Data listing
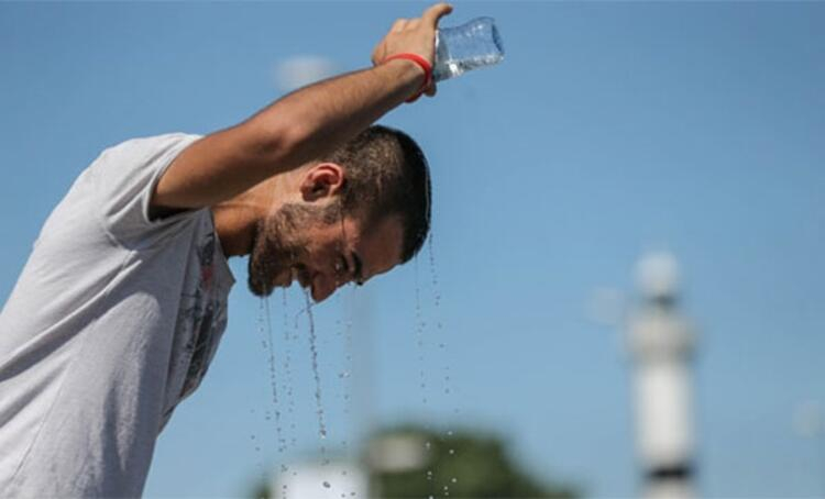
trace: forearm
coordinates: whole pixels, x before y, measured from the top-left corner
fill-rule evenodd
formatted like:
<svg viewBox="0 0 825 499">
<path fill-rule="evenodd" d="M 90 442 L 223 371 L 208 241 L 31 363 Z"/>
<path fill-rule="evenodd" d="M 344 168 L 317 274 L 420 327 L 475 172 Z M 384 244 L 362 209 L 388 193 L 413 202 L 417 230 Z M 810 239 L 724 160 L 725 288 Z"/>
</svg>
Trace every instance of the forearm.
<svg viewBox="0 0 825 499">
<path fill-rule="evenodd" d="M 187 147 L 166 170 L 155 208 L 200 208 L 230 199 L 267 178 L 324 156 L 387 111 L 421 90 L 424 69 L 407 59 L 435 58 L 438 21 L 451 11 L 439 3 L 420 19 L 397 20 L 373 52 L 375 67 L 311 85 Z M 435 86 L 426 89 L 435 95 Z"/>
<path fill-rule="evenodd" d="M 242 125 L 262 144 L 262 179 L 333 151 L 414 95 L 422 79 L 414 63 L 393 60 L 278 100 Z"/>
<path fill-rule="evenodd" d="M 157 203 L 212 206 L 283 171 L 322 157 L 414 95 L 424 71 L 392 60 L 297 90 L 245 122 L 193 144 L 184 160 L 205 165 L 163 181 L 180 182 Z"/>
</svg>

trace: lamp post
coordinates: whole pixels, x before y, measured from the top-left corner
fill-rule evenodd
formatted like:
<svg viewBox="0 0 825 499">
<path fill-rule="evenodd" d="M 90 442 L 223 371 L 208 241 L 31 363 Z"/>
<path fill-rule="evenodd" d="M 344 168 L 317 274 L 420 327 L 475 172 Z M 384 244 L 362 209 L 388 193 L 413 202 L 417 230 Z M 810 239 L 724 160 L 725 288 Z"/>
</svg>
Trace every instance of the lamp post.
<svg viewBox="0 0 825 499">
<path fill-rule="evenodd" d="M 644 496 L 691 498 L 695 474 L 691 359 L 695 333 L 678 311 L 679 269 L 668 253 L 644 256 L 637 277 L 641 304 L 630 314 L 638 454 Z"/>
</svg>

...

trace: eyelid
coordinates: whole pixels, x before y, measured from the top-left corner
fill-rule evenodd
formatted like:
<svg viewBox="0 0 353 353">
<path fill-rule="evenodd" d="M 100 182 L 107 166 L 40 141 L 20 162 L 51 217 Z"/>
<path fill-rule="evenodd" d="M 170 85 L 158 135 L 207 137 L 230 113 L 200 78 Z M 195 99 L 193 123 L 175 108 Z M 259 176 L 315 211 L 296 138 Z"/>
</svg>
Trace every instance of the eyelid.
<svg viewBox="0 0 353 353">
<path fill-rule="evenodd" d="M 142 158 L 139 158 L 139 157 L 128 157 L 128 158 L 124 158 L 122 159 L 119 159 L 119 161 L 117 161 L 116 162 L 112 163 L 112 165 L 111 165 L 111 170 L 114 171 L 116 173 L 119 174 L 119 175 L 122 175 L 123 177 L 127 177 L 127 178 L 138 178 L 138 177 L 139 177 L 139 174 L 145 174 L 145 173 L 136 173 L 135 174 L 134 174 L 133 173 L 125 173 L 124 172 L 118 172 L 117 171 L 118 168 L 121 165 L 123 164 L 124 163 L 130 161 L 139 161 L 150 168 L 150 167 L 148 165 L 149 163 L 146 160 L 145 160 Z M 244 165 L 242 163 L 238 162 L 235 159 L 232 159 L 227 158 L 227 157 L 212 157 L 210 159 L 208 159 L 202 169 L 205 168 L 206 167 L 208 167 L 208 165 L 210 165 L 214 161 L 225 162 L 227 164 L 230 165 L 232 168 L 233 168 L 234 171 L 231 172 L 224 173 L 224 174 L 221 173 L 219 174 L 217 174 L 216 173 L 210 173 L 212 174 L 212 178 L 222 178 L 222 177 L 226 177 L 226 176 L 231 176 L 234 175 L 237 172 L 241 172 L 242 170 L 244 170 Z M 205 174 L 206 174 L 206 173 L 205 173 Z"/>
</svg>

---

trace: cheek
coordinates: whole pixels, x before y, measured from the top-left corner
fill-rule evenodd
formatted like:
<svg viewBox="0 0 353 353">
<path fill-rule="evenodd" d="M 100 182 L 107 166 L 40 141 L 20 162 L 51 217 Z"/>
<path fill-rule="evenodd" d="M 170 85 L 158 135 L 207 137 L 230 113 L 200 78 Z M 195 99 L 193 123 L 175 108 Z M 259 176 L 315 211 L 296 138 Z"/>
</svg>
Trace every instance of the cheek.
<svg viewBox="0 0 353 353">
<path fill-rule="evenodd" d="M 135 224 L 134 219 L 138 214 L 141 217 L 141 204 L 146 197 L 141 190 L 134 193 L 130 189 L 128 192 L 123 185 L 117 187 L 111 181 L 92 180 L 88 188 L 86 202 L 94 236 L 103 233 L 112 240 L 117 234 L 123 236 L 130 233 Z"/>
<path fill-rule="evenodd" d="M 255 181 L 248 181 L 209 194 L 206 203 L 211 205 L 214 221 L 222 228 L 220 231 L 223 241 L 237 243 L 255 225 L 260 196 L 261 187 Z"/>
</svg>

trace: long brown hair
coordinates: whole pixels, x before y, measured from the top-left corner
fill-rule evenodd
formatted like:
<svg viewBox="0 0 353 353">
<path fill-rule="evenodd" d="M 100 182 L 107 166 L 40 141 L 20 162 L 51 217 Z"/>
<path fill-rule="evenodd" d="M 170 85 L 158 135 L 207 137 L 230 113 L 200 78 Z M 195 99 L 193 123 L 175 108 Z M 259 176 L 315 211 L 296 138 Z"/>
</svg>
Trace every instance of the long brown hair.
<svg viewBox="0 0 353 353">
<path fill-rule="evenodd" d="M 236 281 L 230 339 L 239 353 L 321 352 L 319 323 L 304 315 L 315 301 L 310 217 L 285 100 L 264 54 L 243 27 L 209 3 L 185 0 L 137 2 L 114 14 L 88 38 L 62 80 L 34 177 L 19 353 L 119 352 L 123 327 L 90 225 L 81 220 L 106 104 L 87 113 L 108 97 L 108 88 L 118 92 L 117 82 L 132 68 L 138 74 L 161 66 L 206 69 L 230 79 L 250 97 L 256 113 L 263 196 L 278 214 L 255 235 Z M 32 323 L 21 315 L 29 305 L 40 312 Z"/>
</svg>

**WHAT IS REQUIRED:** Filter the data listing above for lines that contain the string "cheek", and copy each of those lines.

**PROBLEM SOLUTION:**
trace: cheek
Trace every instance of the cheek.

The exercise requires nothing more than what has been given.